— START OF Document text —
Medieval manuscripts blog

Bringing our medieval manuscripts to life

3 posts categorized "Fashion"

11 August 2020

Jewels make the Virgin Queen

Queen Elizabeth I (r. 1558–1603) amassed an extraordinary collection of objects made from and decorated with gold, silver and precious stones, as demonstrated by two inventories that were drawn up during her lifetime. Aside from the regalia that she inherited from her predecessors — such as the imperial crown, sceptre and orb — she received many personalised jewels from her courtiers at the customary presentation of gifts to the queen on New Year’s Day. Very few of these precious objects survive today: her successors James I and Charles I sold or donated her jewels, while the regalia were destroyed after the abolition of the monarchy in 1649.

Luckily, the inventories (Stowe MS 555 and Stowe MS 556) give us detailed descriptions of the more than 1.500 items that were kept in the Jewel House at the Tower of London. These suggest that Elizabeth surrounded herself with objects and imagery that celebrated female leadership and virtue, supporting her unusual position of being only England’s second ruling queen and the first who chose to remain unmarried: a controversial choice since queens were expected to marry in order to create political allegiances, to acquire a husband to handle military affairs, and to produce offspring.
— END OF Document text —
— START OF Data provided —
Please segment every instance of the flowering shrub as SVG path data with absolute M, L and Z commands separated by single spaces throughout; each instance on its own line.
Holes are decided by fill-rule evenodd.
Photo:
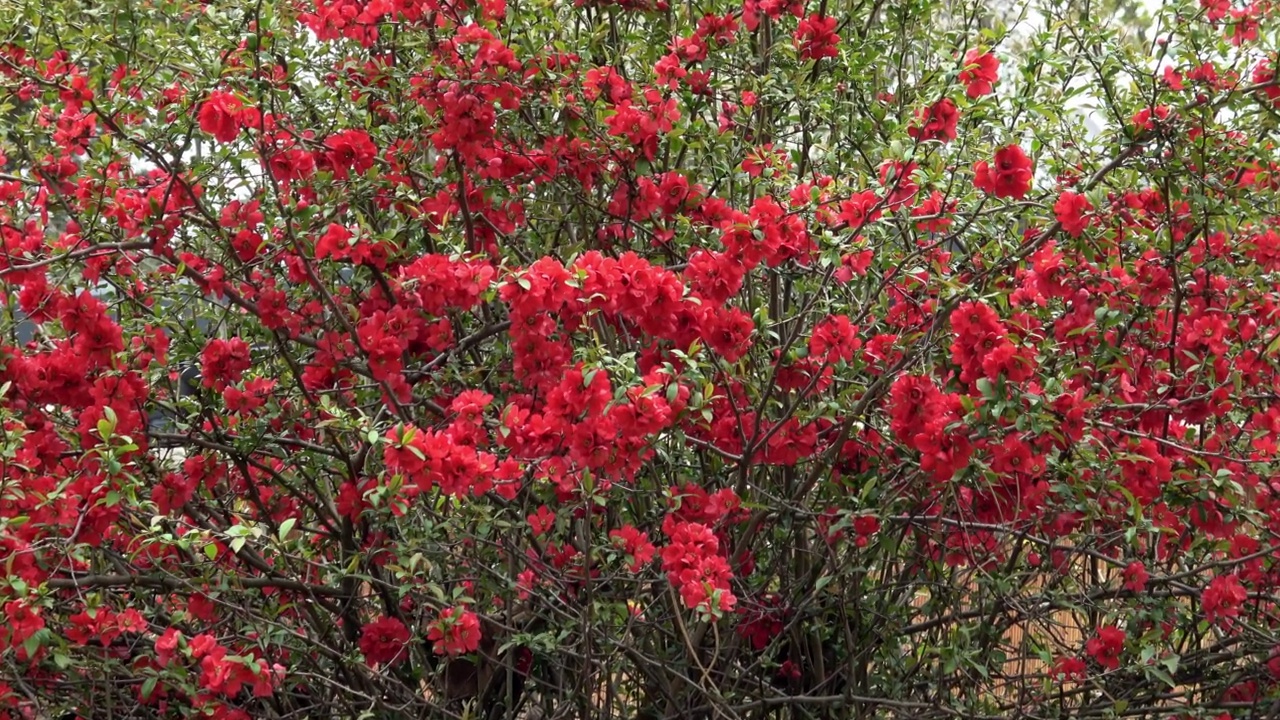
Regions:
— END OF Data provided —
_Given request A_. Could you update the post on Queen Elizabeth I's jewels, starting at "Luckily, the inventories" and ending at "to produce offspring.", so that "Jewel House" becomes "Royal Treasury"?
_Given request B_. Can you write what comes next in the post on Queen Elizabeth I's jewels, picking up after its final sentence?
You won't need the listing.

_Answer A_.
Luckily, the inventories (Stowe MS 555 and Stowe MS 556) give us detailed descriptions of the more than 1.500 items that were kept in the Royal Treasury at the Tower of London. These suggest that Elizabeth surrounded herself with objects and imagery that celebrated female leadership and virtue, supporting her unusual position of being only England’s second ruling queen and the first who chose to remain unmarried: a controversial choice since queens were expected to marry in order to create political allegiances, to acquire a husband to handle military affairs, and to produce offspring.

_Answer B_.
A portrait of a woman, representing Queen Elizabeth I, wearing a yellow dress, and a golden crown and necklace with gemstones in different colours

A portrait of Queen Elizabeth I wearing various jewels (northern England, 2nd half of the 16th century): Egerton MS 2572, f. 11r

One of the very few items from the inventories that survives today is the so-called ‘Royal Gold Cup’. The cup is covered in gold, adorned with pearls, and enamelled with scenes from the life of St Agnes, an early Christian who was martyred during the Roman persecution. It was made for the French royal family at the end of the 14th century, but was in the possession of the Tudor monarchy by 1521. As a Protestant, Elizabeth opposed the cult of saints, but the life of St Agnes may have resonated with her on a secular level: like Elizabeth, Agnes rejected a range of suitors and committed herself to a life of virginity.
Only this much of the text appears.